··· Supplied data ···

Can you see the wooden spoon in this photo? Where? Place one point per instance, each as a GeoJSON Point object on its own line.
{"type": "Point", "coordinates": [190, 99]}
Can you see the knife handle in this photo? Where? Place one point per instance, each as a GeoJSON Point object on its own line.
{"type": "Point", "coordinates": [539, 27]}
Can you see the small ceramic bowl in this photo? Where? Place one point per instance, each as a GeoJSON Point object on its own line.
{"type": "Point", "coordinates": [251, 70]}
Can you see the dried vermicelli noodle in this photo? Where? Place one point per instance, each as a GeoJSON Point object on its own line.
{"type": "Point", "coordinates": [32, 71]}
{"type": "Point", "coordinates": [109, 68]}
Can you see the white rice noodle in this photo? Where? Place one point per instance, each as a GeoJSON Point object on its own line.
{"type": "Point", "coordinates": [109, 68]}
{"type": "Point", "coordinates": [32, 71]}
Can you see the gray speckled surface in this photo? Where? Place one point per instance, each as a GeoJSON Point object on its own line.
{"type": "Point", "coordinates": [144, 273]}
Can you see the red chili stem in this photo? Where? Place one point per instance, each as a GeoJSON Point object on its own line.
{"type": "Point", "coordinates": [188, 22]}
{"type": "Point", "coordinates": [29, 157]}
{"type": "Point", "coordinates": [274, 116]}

···

Rewrite the rows above, replacing "photo" with "image" wherever it occurs and leaving everything else unchanged.

Problem solution
Can you see the wooden spoon in this image? Where? Place one point per instance, each as a GeoJSON Point object on its own line.
{"type": "Point", "coordinates": [190, 99]}
Can you see the knife handle in this image? Where? Place one point per instance, each as a GeoJSON Point object on its own line.
{"type": "Point", "coordinates": [539, 27]}
Can you see the small ceramic bowl in this image? Where? Place one point per instance, each as a GeoJSON Point object on its own line.
{"type": "Point", "coordinates": [251, 70]}
Can you see the dried vermicelli noodle in this image? Where? Place one point per instance, each as a GeoJSON Point object on its own line.
{"type": "Point", "coordinates": [32, 71]}
{"type": "Point", "coordinates": [109, 68]}
Can you see the white rice noodle in this image? Where? Place one point per instance, each as a GeoJSON Point object on its own line.
{"type": "Point", "coordinates": [109, 68]}
{"type": "Point", "coordinates": [32, 71]}
Can you see the gray speckled surface in this image? Where? Place one point per instance, each as a GeoJSON Point object on its own line.
{"type": "Point", "coordinates": [144, 273]}
Can you see the red chili stem in this image? Where? Place one point per instance, each as a GeoJSON Point object on its own line.
{"type": "Point", "coordinates": [188, 22]}
{"type": "Point", "coordinates": [29, 157]}
{"type": "Point", "coordinates": [274, 116]}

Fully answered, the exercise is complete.